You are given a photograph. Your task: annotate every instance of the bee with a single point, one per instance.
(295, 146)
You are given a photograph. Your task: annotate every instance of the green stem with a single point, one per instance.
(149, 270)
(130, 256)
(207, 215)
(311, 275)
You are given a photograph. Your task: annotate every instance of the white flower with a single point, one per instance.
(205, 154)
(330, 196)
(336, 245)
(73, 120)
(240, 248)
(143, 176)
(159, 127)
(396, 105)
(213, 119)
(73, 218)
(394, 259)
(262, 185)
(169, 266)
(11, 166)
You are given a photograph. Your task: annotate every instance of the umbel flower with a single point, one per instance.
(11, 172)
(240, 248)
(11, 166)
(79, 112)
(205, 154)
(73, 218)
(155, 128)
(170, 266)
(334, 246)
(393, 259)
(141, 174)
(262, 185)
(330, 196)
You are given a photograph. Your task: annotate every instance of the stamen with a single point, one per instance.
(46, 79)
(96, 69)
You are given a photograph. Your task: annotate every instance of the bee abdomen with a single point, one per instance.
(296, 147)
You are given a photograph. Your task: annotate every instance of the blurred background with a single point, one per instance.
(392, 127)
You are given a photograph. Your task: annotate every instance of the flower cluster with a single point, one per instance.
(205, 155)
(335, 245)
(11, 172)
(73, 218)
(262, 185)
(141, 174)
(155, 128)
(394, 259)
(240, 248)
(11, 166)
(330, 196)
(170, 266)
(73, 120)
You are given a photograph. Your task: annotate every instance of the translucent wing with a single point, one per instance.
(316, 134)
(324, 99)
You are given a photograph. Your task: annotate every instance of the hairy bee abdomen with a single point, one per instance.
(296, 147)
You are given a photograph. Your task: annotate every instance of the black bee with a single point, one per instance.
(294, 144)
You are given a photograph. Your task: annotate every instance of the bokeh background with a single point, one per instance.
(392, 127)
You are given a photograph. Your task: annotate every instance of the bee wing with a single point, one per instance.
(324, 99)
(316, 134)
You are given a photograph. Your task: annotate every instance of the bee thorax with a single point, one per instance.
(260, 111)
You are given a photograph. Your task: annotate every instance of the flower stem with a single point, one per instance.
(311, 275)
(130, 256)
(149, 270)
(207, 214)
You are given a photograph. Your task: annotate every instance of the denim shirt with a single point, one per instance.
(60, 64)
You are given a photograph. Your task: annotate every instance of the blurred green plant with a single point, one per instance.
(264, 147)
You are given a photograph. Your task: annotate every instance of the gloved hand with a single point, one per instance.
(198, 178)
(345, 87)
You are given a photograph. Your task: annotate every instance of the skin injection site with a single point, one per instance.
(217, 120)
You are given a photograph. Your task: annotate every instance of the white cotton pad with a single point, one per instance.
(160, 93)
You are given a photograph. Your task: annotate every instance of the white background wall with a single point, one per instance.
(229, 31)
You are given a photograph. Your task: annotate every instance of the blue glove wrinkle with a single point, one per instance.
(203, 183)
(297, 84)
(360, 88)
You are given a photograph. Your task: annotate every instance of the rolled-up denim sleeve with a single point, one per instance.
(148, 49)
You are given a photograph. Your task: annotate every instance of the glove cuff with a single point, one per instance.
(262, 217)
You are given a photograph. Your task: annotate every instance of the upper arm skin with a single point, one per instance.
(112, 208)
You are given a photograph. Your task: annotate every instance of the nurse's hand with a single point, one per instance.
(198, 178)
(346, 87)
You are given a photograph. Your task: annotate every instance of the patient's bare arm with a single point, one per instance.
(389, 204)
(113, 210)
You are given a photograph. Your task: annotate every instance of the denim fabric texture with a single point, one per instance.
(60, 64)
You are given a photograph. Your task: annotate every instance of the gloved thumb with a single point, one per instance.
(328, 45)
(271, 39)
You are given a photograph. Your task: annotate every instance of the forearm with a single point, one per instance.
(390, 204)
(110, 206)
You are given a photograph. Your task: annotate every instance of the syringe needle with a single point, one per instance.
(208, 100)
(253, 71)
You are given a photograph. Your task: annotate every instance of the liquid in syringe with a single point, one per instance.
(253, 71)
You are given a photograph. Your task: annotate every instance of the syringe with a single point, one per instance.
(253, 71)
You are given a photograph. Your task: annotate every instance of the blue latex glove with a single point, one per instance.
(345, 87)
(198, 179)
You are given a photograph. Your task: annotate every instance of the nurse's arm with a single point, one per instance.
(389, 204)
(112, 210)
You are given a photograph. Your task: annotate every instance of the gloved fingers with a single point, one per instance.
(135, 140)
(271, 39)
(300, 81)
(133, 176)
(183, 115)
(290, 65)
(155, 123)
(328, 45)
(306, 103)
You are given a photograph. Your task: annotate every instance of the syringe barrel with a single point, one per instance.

——

**Problem:** Repeat all of the data shown above, exactly as it appears.

**Worked solution:**
You are given a photograph. Your task: annotate every instance of the bee with a single point, one per instance.
(295, 146)
You are given a photograph. Your task: annotate every instance of the green stem with a single point, one per instance.
(149, 270)
(130, 256)
(207, 215)
(311, 275)
You are given a photograph. Your task: annotate every instance of the white flower with a single point, one per instance.
(205, 154)
(330, 196)
(336, 245)
(73, 120)
(240, 248)
(143, 176)
(159, 127)
(396, 105)
(213, 119)
(73, 218)
(394, 259)
(262, 185)
(169, 266)
(11, 166)
You are given a photograph. Your task: annotate every instance of the umbel flower with a single point, one per instance.
(11, 172)
(240, 248)
(11, 166)
(79, 112)
(205, 154)
(73, 218)
(155, 128)
(170, 266)
(334, 246)
(393, 259)
(141, 174)
(262, 185)
(330, 196)
You are given a photograph. Your task: annotate every instance of the stamen with a single point, one per instance.
(46, 79)
(96, 69)
You are given a photograph. Your task: annotate every instance of the bee abdomen with a single point, one per instance.
(296, 147)
You are given a photograph. Your task: annotate every instance of the blurred background with a single point, one per instance.
(392, 127)
You are given a photograph. Your task: annotate every instance of the flower cluster with a single point, one per instance.
(205, 155)
(335, 245)
(11, 172)
(73, 218)
(262, 185)
(141, 174)
(155, 128)
(394, 259)
(240, 248)
(11, 166)
(330, 196)
(170, 266)
(73, 120)
You are given a photograph. Your task: annotate every instance of the translucent wing with a single point, one per instance.
(316, 134)
(324, 99)
You are given a photograph. Your task: annotate every instance of the hairy bee abdomen with a single point, one per instance.
(296, 147)
You are given a photograph. Your task: annotate every instance of the black bee with a single point, one per instance.
(294, 144)
You are given a photograph. Your task: annotate every instance of the bokeh background with a single point, one per instance.
(392, 127)
You are given a photograph. Your task: annotate every instance of the bee wing with a single point, one per instance.
(324, 99)
(316, 134)
You are given a photograph. Your task: annotate every instance of the bee thorax with a single point, one per instance.
(260, 111)
You are given a photograph. Your task: annotate every instance of the flower stem with a single point, one per instance.
(311, 275)
(130, 256)
(149, 270)
(207, 214)
You are given a photograph. Your task: annotate every instance of the denim shirt with a single point, one per instance.
(60, 64)
You are given a photograph. Your task: annotate every instance of the blurred green plant with a single point, one per instance.
(264, 147)
You are given a photograph. Your task: annotate every instance of the gloved hand with a single point, one per instance.
(198, 178)
(345, 87)
You are given a photograph. Your task: annotate every instance of the skin injection site with a single point, one per instance.
(217, 120)
You are given a photograph. Your task: annotate every instance of the white cotton pad with a single point, one per instance.
(160, 93)
You are given a photograph. Your task: annotate every instance of the white background wall with a single point, one per instance.
(229, 31)
You are given a photograph. Your task: annotate every instance of the blue glove wrinkle with a single point, one per instance.
(203, 183)
(297, 84)
(360, 88)
You are given a photograph. Your task: annotate every instance of the rolled-up denim sleeve with a single point, one per instance.
(148, 49)
You are given a photograph. Your task: annotate every instance of the glove cuff with a single point, one per instance.
(262, 217)
You are given a photograph. Your task: annotate every instance of the upper arm skin with a single point, one per instance.
(112, 208)
You are given a photograph. Your task: annotate every instance of the nurse's hand with a single point, one per instance.
(198, 178)
(346, 87)
You are given a photograph. Your task: annotate every instance of the patient's bare arm with a single point, one per instance.
(389, 204)
(113, 210)
You are given a photograph. Your task: annotate every instance of the denim fabric texture with a single point, one per instance.
(60, 64)
You are given a photograph. Your task: annotate every instance of the gloved thumb with a single point, one per instance.
(328, 45)
(271, 39)
You are given a photograph. Your task: annotate every instance of the forearm with a single point, one per instance.
(390, 204)
(110, 206)
You are given a photograph. Your task: annotate every instance of the syringe needle with a single point, one per instance.
(208, 100)
(253, 71)
You are given a photograph. Your task: annotate every instance of the liquid in syringe with a single point, one per instance.
(253, 71)
You are given a photograph. Your task: annotate every instance of the syringe with a single point, one per instance.
(253, 71)
You are given a photograph. Your task: annotate every instance of the blue latex glove with a single point, one per instance.
(345, 87)
(198, 179)
You are given a photograph. Your task: annotate every instance of the nurse's arm with a single point, one per instance.
(389, 204)
(112, 210)
You are given a photograph. Your task: annotate every instance of the gloved fingers with a single point, one per instance.
(135, 140)
(271, 39)
(300, 81)
(133, 176)
(183, 115)
(290, 65)
(155, 123)
(328, 45)
(306, 103)
You are given a photograph. Your task: annotate every instance of the syringe barrel with a single point, one per instance.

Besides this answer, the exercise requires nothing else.